>> start
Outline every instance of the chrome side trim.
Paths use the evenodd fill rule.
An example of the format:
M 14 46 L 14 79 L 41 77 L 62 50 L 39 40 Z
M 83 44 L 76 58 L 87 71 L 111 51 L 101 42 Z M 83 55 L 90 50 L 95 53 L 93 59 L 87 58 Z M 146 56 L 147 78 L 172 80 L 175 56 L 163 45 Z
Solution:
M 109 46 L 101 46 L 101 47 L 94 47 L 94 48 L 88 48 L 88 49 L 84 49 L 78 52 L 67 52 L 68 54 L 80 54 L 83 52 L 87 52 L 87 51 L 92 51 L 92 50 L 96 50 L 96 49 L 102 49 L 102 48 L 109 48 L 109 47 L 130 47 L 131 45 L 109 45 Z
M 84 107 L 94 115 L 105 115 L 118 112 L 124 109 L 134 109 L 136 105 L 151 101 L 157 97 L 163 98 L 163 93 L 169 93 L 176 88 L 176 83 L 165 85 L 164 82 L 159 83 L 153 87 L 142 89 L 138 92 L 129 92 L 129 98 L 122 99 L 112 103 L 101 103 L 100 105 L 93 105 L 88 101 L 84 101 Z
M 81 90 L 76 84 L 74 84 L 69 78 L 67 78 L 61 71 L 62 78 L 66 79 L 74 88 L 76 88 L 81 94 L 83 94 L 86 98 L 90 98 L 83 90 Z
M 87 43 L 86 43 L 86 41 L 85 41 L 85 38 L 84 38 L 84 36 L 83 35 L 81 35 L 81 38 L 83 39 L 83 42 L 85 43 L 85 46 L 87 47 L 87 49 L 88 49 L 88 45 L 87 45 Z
>> end
Written problem> Rescale the records: reproduce every line above, including the requests, with each coordinate in the answer paths multiplied by 0.8 and rounded to the nearest whole number, halves rounding up.

Expected answer>
Outline every instance of the chrome side trim.
Paths use the evenodd fill rule.
An example of the format:
M 14 46 L 14 79 L 41 77 L 62 50 L 39 40 Z
M 83 44 L 76 58 L 87 71 L 111 51 L 101 42 Z M 83 55 L 90 50 L 95 53 L 93 59 L 87 58 Z M 146 56 L 147 78 L 172 80 L 175 56 L 163 45 Z
Solution:
M 87 37 L 81 37 L 81 38 L 75 38 L 75 38 L 70 38 L 70 39 L 67 39 L 62 42 L 54 42 L 54 43 L 64 43 L 66 42 L 70 42 L 70 41 L 74 41 L 74 40 L 77 40 L 77 39 L 82 39 L 82 38 L 87 38 L 87 38 L 104 38 L 105 36 L 87 36 Z
M 67 86 L 75 92 L 84 92 L 94 90 L 99 87 L 107 87 L 109 84 L 121 81 L 126 78 L 130 78 L 130 74 L 135 74 L 141 70 L 141 66 L 132 68 L 131 66 L 127 66 L 122 70 L 114 71 L 110 74 L 103 74 L 103 78 L 98 79 L 90 82 L 81 82 L 80 84 L 74 84 L 70 81 L 67 81 Z
M 65 72 L 61 67 L 59 67 L 55 62 L 54 62 L 49 57 L 50 62 L 53 63 L 59 70 L 61 70 L 65 75 L 66 75 L 69 78 L 72 78 L 66 72 Z
M 70 34 L 69 34 L 69 33 L 68 33 L 68 30 L 67 30 L 67 29 L 66 28 L 65 28 L 65 30 L 66 31 L 66 34 L 68 34 L 68 37 L 70 38 L 70 39 L 70 39 L 70 36 L 70 36 Z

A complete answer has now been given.